--- begin DOCUMENT TEXT ---

Why overcomplicate what is cleary self-evident and has emperical proof for, by instead inventing a nondual reality which not only raises more questions than it solves, but also for which there is no emperical evidence for whatsoever?
Posted by: George | October 22, 2010 at 03:30 AM
George,
Could you describe a "nondualist" position?
Just take one, and decribe it in detail. Make sure that your description has absolutely no "dualist" content. I want to see if I can get confused in a similiar manner. Thanks for your help.
Posted by: Roger | October 22, 2010 at 07:56 AM
Roger
Well I guess it is the lack of a consistent accurate definition which frustrates me most. There appear to be gradations of nondualists.
Some nondualists, for example tAo seem reluctant to go further than the most barren of definitions, ie 'not-two' (I suspect because he realizes there are potential problems with any further qualifications), Brian appears to goes slightly further in believing everything is ultimately interconnected, Mike appears to go slighly further in defining this oneness as universal energy, and Tucson perhaps goes the furthest towards mysticism in stating this oneness is universal mind.

--- end DOCUMENT TEXT ---
--- begin DATA LINES ---

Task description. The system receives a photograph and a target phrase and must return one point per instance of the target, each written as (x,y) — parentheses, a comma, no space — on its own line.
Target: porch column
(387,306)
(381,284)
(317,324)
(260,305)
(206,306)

--- end DATA LINES ---

● WHAT TO WORK ON
1) From the comment thread on nondualism, reproduce the passage that begins at the words "Posted by: George" and stops after the words "gradations of nondualists.".
2) Write out the records above again, putting "window shutter" in place of "porch column" and changing nothing else.

● EXERCISE RESULTS
1)
Posted by: George | October 22, 2010 at 03:30 AM
George,
Could you describe a "nondualist" position?
Just take one, and decribe it in detail. Make sure that your description has absolutely no "dualist" content. I want to see if I can get confused in a similiar manner. Thanks for your help.
Posted by: Roger | October 22, 2010 at 07:56 AM
Roger
Well I guess it is the lack of a consistent accurate definition which frustrates me most. There appear to be gradations of nondualists.

2)
Task description. The system receives a photograph and a target phrase and must return one point per instance of the target, each written as (x,y) — parentheses, a comma, no space — on its own line.
Target: window shutter
(387,306)
(381,284)
(317,324)
(260,305)
(206,306)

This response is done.